* Given task
Copy the listing from the line containing "The client would like the small" through the line containing "xmin=692 ymin=509 xmax=750 ymax=564", including the requests, and offset every bounding-box coordinate in the answers by adding 114. Leave the numbers inside the requests unchanged.

── Material for the task ──

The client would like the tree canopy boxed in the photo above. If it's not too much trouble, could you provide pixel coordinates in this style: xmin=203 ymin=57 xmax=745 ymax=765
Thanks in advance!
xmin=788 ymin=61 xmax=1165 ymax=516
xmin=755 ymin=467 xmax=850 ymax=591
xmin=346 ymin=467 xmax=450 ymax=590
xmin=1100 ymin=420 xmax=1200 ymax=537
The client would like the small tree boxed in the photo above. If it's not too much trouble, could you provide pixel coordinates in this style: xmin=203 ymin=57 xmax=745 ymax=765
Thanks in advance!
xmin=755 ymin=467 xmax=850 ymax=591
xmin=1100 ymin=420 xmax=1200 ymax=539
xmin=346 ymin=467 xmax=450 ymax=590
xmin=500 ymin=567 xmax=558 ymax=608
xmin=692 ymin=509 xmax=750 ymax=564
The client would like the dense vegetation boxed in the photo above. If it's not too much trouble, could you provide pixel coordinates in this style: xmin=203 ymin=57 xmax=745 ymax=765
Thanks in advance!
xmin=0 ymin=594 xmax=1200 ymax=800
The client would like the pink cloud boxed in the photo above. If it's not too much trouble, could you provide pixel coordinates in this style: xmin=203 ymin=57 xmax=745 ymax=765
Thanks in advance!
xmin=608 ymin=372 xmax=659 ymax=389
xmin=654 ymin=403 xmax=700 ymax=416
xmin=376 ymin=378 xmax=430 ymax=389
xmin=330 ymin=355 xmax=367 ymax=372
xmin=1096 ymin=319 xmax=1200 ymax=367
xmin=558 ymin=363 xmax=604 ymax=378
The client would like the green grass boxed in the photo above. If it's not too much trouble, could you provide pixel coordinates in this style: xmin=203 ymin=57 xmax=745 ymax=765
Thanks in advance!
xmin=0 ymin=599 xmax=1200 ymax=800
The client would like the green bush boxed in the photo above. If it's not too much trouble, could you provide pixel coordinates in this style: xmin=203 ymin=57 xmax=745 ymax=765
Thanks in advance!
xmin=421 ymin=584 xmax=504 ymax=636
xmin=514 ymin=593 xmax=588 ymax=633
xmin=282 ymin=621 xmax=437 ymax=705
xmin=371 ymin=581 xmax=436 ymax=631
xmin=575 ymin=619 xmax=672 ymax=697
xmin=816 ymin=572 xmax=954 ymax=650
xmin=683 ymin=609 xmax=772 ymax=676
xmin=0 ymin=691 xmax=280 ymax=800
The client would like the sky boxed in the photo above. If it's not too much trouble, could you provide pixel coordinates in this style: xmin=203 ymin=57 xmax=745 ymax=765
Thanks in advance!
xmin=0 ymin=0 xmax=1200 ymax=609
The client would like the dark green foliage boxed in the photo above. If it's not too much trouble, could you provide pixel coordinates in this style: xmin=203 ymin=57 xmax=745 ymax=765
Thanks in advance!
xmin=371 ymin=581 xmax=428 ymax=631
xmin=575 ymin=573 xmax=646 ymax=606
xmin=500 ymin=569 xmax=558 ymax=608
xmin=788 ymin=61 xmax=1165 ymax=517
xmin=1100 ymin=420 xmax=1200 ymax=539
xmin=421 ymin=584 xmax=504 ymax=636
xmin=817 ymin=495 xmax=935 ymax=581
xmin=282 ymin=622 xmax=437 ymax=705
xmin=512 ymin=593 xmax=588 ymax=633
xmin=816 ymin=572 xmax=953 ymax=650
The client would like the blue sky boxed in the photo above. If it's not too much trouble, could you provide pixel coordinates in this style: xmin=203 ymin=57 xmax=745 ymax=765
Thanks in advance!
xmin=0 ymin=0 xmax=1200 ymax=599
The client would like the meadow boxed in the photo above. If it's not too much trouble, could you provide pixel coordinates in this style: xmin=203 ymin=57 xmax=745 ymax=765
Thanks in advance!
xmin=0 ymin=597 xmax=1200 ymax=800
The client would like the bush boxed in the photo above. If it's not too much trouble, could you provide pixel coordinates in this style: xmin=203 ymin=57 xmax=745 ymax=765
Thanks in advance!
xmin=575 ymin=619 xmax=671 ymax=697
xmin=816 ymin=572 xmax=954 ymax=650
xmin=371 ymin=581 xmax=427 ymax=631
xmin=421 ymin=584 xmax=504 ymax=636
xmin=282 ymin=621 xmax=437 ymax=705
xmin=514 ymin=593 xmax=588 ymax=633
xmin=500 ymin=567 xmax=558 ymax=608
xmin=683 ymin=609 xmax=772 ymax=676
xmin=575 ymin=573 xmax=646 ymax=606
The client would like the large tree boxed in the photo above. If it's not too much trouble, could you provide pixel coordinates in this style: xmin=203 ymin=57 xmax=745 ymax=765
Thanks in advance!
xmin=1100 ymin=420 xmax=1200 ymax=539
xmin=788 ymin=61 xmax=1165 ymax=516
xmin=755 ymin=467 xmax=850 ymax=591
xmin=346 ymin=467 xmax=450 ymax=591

───

* Answer for this exercise
The client would like the small tree boxed in the photo above. If it's not too much trouble, could you provide pixel coordinates in this style: xmin=203 ymin=57 xmax=745 ymax=765
Thanks in advance!
xmin=869 ymin=581 xmax=964 ymax=705
xmin=1214 ymin=534 xmax=1314 ymax=653
xmin=460 ymin=581 xmax=564 ymax=704
xmin=614 ymin=681 xmax=672 ymax=722
xmin=806 ymin=623 xmax=864 ymax=678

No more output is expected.